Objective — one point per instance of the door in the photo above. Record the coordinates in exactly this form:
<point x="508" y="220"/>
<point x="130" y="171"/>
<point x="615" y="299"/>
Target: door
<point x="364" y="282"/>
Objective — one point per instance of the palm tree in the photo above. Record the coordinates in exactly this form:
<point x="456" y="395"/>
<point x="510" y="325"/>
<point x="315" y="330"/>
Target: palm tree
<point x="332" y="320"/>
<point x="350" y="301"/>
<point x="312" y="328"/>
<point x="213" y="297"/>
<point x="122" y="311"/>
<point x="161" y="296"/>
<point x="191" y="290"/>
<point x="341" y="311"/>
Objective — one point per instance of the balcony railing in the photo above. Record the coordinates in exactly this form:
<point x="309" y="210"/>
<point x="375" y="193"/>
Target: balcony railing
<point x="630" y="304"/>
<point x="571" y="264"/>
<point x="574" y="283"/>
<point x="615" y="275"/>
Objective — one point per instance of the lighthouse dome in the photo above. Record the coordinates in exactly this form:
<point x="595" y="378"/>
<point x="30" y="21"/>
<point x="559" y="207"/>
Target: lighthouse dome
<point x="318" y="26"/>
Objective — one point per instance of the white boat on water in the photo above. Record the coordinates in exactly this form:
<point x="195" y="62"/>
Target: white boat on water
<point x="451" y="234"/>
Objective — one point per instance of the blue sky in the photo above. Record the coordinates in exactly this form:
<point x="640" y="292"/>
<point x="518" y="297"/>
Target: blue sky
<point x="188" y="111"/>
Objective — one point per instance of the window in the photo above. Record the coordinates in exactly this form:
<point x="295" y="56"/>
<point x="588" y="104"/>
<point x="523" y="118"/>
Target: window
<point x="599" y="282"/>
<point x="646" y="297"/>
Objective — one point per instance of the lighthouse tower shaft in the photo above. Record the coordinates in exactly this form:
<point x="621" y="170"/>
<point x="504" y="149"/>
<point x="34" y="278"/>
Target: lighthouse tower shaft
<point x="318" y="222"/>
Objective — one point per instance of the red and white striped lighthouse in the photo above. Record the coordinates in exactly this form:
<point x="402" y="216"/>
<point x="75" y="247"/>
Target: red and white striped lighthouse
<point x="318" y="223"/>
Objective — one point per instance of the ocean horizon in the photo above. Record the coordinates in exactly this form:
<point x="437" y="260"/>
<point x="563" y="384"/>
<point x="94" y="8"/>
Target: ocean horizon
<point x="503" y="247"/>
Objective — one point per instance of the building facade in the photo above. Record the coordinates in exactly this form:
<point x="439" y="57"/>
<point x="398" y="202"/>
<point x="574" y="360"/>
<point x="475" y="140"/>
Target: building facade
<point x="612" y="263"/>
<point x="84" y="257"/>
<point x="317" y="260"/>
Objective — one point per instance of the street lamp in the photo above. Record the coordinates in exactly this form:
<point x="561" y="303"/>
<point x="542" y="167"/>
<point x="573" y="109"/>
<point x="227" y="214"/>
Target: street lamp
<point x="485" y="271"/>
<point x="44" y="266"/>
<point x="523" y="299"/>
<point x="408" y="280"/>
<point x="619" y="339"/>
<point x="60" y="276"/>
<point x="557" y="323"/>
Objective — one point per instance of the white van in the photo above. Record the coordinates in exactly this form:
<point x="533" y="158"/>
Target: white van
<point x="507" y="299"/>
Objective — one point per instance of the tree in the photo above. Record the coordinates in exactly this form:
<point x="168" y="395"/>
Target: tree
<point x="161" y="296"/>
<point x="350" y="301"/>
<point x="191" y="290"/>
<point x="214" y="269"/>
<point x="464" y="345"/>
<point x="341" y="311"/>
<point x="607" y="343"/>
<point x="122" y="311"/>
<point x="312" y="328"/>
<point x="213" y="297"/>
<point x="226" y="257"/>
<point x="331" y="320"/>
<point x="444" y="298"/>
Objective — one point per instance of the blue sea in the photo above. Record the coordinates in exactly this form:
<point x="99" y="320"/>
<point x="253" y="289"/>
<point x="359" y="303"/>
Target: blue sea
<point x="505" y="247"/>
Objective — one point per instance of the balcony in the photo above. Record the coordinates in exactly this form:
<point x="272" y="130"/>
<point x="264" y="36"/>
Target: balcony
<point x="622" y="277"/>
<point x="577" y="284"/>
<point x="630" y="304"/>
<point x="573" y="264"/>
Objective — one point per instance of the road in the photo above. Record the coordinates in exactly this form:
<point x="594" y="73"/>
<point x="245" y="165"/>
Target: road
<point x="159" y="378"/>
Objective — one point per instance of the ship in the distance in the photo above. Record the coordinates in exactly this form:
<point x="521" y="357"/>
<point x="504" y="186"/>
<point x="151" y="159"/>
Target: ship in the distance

· · · ·

WHAT YOU NEED TO DO -
Each line of the material should be echoed exactly.

RESULT OF THIS EXERCISE -
Objective — one point per instance of the door in the photo above. Record the coordinates in exactly this form:
<point x="508" y="220"/>
<point x="130" y="171"/>
<point x="615" y="299"/>
Target: door
<point x="364" y="282"/>
Objective — one point per instance of the palm tree in the photo above. Record the coordinates in exactly this form:
<point x="456" y="395"/>
<point x="510" y="325"/>
<point x="315" y="330"/>
Target: palm tree
<point x="332" y="320"/>
<point x="350" y="301"/>
<point x="312" y="328"/>
<point x="213" y="297"/>
<point x="122" y="311"/>
<point x="161" y="296"/>
<point x="191" y="290"/>
<point x="341" y="311"/>
Objective — one point per instance of the balcony railing in the photo above. Record the coordinates in exactly this form:
<point x="309" y="210"/>
<point x="375" y="193"/>
Target: balcony railing
<point x="630" y="304"/>
<point x="571" y="264"/>
<point x="574" y="283"/>
<point x="615" y="275"/>
Objective — one point per instance of the lighthouse dome in the photo above. Record the coordinates in exactly this form:
<point x="595" y="378"/>
<point x="30" y="21"/>
<point x="559" y="207"/>
Target: lighthouse dome
<point x="318" y="26"/>
Objective — one point per instance of the white boat on water in the photo above. Record the coordinates in exactly this form:
<point x="195" y="62"/>
Target: white boat on water
<point x="451" y="234"/>
Objective — one point per instance of the blue sky in the photo above. Record the coordinates in exactly this form:
<point x="640" y="292"/>
<point x="518" y="297"/>
Target: blue sky
<point x="188" y="111"/>
Objective — one point per instance of the window in the photo above. Record the coordinates in exactly this form:
<point x="295" y="56"/>
<point x="588" y="104"/>
<point x="523" y="118"/>
Target: window
<point x="599" y="282"/>
<point x="646" y="297"/>
Objective — one point per instance of the lighthouse tower shaft in the photo above. Record the coordinates in exactly this form:
<point x="621" y="170"/>
<point x="504" y="149"/>
<point x="34" y="278"/>
Target: lighthouse tower shaft
<point x="318" y="222"/>
Objective — one point per instance of the red and white striped lighthouse in the photo above. Record the coordinates in exactly this form:
<point x="402" y="216"/>
<point x="75" y="247"/>
Target: red and white striped lighthouse
<point x="318" y="223"/>
Objective — one point per instance of the ocean horizon in the photo above. Record the coordinates in exactly this form:
<point x="437" y="260"/>
<point x="563" y="384"/>
<point x="94" y="8"/>
Target: ocean horizon
<point x="503" y="247"/>
Objective — one point per instance of the building facade in the photo above. Record the coordinates in exactly this form:
<point x="439" y="57"/>
<point x="398" y="202"/>
<point x="574" y="360"/>
<point x="475" y="140"/>
Target: building facade
<point x="612" y="263"/>
<point x="84" y="257"/>
<point x="317" y="260"/>
Objective — one point per instance of the street lamp in the photo above. Record the coordinates in exactly this form:
<point x="561" y="303"/>
<point x="542" y="167"/>
<point x="573" y="109"/>
<point x="227" y="214"/>
Target: street lamp
<point x="485" y="271"/>
<point x="44" y="266"/>
<point x="523" y="299"/>
<point x="408" y="280"/>
<point x="619" y="339"/>
<point x="60" y="276"/>
<point x="557" y="323"/>
Objective — one point per instance of the white van in the photo above. Record the coordinates in exactly this form:
<point x="533" y="158"/>
Target: white van
<point x="507" y="299"/>
Objective — one point per instance of the tree in the photo above. Record the coordinates in exactly this form:
<point x="168" y="395"/>
Target: tree
<point x="161" y="296"/>
<point x="350" y="301"/>
<point x="191" y="290"/>
<point x="214" y="269"/>
<point x="464" y="345"/>
<point x="341" y="311"/>
<point x="607" y="343"/>
<point x="122" y="311"/>
<point x="312" y="328"/>
<point x="213" y="297"/>
<point x="226" y="257"/>
<point x="331" y="320"/>
<point x="444" y="298"/>
Objective — one point per instance of the blue sea in the photo above. Record the coordinates in exactly this form:
<point x="99" y="320"/>
<point x="253" y="289"/>
<point x="359" y="303"/>
Target: blue sea
<point x="505" y="247"/>
Objective — one point per instance of the balcony in the photo above. Record the coordinates in exactly this form:
<point x="272" y="130"/>
<point x="264" y="36"/>
Target: balcony
<point x="622" y="277"/>
<point x="577" y="284"/>
<point x="630" y="304"/>
<point x="573" y="264"/>
Objective — one point per instance of the road in the photo above. Record the coordinates in exactly this form:
<point x="594" y="73"/>
<point x="245" y="165"/>
Target: road
<point x="159" y="378"/>
Objective — one point per instance of the ship in the distance in the photo above. Record the coordinates in exactly this form:
<point x="521" y="357"/>
<point x="504" y="186"/>
<point x="151" y="159"/>
Target: ship in the distance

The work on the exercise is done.